----- Raw data

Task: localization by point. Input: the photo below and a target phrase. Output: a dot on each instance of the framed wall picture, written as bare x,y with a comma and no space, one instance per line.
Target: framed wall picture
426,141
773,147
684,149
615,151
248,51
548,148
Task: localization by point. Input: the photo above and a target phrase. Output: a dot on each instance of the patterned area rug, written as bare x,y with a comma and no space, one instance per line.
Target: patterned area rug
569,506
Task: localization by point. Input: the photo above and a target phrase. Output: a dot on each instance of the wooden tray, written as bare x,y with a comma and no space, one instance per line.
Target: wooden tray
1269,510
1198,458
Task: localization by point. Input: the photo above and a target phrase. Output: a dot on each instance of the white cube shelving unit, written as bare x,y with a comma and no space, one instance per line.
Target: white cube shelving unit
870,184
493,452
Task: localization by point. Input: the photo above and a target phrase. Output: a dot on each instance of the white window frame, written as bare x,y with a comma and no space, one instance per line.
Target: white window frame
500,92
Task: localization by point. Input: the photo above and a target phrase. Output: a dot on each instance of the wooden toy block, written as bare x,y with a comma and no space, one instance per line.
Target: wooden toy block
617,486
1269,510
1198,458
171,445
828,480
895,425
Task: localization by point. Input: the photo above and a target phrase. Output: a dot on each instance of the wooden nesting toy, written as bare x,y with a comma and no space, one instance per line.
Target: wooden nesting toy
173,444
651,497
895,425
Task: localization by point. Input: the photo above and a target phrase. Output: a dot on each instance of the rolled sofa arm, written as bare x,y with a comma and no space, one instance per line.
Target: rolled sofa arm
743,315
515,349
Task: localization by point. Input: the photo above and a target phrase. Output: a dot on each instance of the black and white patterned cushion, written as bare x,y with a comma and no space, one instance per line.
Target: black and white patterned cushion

----------

▶ **Work task**
Write out all of the records word for word.

▶ **Worked solution**
Task: localization by point. Input: the photo below and a target phrase. Output: a dot on each instance of the framed wall picture, written as bare x,y with a comma and no space, one instance per line.
Target: framed wall picture
426,141
773,147
684,149
615,151
248,51
548,148
Task: localization by point. Input: the photo above and a target phrase. Output: a dot on each instance of the patterned area rug, written as bare x,y with a comma and no space, one instance per line.
Target: patterned area rug
569,506
Task: localization by point. Input: the photo above and a target phrase. Output: a dot on each instance of the wooden tray, written as bare x,y with a comma and no space, one instance per line.
Target: wooden tray
1269,510
1198,458
Task: localization by point. Input: the photo above and a target phrase. Output: a dot on each instance of the white cube shelving unit, written as bare x,y with a comma and no space, one instance per line.
Target: white cube shelving unit
870,184
493,452
Task: localization by point. Input: the photo above and a target phrase. Output: a dot on each instance of the white window frame, written as bare x,y with a comma and no space, one instance per line.
Target: white window frame
500,92
Task: localization by point. Input: the photo above and a target phrase. Output: a dot on each instance of the wooden toy block, written as bare x,y with a comma and no space, one instance per line.
Target: wooden toy block
617,486
1269,510
1198,458
171,445
828,480
895,425
Task: localization by point. Input: the photo above and a target phrase. Output: a dot on each instance of the wooden nesting toy, written as bare x,y with a comma and no space, one instance per line.
Target: wooden nesting toy
173,444
651,497
895,425
Task: localization by point. Input: the photo above and a target phrase. Output: a dot on each instance of the rolled sofa arm, written as bare x,y with a comma and no space, one instance per line.
Target: rolled sofa arm
743,315
515,349
Task: localization by point. Input: the photo above and a target phrase. Output: a dot on each instance of the black and white patterned cushion, written as bare x,y with a comma and no space, one instance per line.
Target: black and white patterned cushion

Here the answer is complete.